Set problem:
Reproduce the stretch of the passage on Chicago's alternative press from "Shortly after Sun-Times" through "resembling a riot.", swapping "weed" for "cannabis" throughout.

Source text:
Shortly after Sun-Times Media bought the Reader, CEO Edwin Eisendrath admitted he didn’t really know what an “alternative” publication in Chicago had to offer these days. Alternative to what?
In some ways, he had a point. Alt-weeklies have increasingly become a victim of their own success. The countercultural beat of weed, LGBTQ pride, edgy theater, and punk music that once set the alternative press apart have increasingly become permanently etched into mainstream urban life. The entrenched power structures that used to vehemently oppose the rights of gays—Republicans, the police, and the military—now regularly march at Pride parades. Billionaire businessman J.B. Pritzker wants Illinoisians to be able to smoke weed for fun. Riot Fest, punk rock’s annual nostalgia fest, doesn’t inspire anything resembling a riot.
It’s instructive to watch Bruce Rauner rule. Our governor supports abortion rights, donated to Planned Parenthood, and officiated at a gay wedding earlier this year, but continues his Koch brothers-like class war against unions and the poor and gets to call himself a “moderate” without being laughed out of office. Guess what—Rahm Emanuel isn’t all that different from Rauner.

Extracted entries:

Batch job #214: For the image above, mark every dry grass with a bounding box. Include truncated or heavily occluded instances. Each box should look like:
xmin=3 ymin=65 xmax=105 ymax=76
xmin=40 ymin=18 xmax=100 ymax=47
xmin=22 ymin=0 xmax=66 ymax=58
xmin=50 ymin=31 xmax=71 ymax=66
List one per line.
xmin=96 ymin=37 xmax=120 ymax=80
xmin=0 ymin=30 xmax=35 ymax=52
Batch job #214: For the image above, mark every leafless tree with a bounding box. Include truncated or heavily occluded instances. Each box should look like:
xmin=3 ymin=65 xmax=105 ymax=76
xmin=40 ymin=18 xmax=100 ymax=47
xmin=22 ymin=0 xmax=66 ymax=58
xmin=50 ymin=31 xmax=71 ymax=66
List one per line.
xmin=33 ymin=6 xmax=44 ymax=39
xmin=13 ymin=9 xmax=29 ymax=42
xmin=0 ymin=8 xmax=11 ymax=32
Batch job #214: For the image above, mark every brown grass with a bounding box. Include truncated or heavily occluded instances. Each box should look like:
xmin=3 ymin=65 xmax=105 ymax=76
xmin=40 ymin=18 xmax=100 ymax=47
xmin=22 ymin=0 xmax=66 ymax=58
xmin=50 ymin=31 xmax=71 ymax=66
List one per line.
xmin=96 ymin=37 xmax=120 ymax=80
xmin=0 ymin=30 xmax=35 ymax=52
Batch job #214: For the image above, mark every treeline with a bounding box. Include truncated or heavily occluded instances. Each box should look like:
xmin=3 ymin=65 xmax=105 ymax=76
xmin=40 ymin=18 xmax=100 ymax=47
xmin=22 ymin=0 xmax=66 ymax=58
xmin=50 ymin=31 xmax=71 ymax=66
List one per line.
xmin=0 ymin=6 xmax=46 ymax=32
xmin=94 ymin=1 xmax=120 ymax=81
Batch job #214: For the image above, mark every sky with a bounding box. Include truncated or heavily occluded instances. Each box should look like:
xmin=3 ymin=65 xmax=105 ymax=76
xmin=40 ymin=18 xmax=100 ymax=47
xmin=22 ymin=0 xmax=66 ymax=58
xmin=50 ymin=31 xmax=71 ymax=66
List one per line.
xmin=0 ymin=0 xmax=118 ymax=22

Complete answer:
Shortly after Sun-Times Media bought the Reader, CEO Edwin Eisendrath admitted he didn’t really know what an “alternative” publication in Chicago had to offer these days. Alternative to what?
In some ways, he had a point. Alt-weeklies have increasingly become a victim of their own success. The countercultural beat of cannabis, LGBTQ pride, edgy theater, and punk music that once set the alternative press apart have increasingly become permanently etched into mainstream urban life. The entrenched power structures that used to vehemently oppose the rights of gays—Republicans, the police, and the military—now regularly march at Pride parades. Billionaire businessman J.B. Pritzker wants Illinoisians to be able to smoke cannabis for fun. Riot Fest, punk rock’s annual nostalgia fest, doesn’t inspire anything resembling a riot.